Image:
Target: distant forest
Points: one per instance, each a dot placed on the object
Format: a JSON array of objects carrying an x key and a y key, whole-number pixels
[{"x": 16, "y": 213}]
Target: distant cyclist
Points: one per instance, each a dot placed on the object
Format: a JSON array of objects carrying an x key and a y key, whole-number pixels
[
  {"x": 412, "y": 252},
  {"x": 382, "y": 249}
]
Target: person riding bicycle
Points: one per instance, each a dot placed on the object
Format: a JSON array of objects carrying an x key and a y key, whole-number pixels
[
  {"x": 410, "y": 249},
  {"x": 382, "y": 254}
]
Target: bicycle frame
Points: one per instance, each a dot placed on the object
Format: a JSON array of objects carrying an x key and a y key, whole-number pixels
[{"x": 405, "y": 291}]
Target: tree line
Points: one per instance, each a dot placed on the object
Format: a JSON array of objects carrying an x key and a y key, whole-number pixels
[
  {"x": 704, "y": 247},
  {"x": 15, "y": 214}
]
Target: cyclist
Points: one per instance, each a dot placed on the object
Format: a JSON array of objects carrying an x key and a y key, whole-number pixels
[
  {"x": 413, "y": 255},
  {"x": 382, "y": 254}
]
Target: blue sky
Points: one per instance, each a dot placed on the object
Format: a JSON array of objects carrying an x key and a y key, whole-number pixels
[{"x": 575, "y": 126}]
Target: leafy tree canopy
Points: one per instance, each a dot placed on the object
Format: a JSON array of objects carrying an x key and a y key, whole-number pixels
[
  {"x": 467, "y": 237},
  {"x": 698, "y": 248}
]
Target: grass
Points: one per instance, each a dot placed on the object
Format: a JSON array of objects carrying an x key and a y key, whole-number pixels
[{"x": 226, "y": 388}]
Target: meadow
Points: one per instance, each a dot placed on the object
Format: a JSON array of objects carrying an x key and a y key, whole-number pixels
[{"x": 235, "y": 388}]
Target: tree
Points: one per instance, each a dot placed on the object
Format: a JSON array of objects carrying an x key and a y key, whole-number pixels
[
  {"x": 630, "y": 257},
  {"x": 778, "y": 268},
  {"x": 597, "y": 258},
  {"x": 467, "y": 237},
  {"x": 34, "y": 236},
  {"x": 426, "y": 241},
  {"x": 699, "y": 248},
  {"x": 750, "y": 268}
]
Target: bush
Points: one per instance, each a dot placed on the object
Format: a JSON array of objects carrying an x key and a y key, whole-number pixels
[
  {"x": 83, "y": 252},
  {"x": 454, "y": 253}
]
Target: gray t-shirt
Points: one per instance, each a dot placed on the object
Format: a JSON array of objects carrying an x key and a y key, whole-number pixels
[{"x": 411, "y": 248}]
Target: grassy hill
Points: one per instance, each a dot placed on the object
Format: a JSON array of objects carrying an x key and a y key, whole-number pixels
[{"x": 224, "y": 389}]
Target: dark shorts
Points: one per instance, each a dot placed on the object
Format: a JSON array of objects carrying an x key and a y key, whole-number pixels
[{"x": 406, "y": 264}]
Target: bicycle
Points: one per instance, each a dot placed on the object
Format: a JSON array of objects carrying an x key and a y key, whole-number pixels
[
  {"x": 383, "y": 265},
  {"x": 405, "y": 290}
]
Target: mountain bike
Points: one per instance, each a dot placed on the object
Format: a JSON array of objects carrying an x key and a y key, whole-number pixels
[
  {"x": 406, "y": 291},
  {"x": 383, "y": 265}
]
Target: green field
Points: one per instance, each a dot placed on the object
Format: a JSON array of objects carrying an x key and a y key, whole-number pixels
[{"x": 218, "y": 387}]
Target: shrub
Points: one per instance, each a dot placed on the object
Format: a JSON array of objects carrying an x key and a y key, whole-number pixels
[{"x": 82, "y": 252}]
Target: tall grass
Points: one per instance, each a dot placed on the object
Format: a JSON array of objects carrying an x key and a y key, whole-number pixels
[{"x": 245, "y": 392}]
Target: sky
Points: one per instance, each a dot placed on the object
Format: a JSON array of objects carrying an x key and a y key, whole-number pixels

──────────────────────────────

### WHAT THIS TASK INVOLVES
The expected answer is each line of the records above that includes the string "cyclist".

### WRITTEN RESPONSE
Target: distant cyclist
Target: cyclist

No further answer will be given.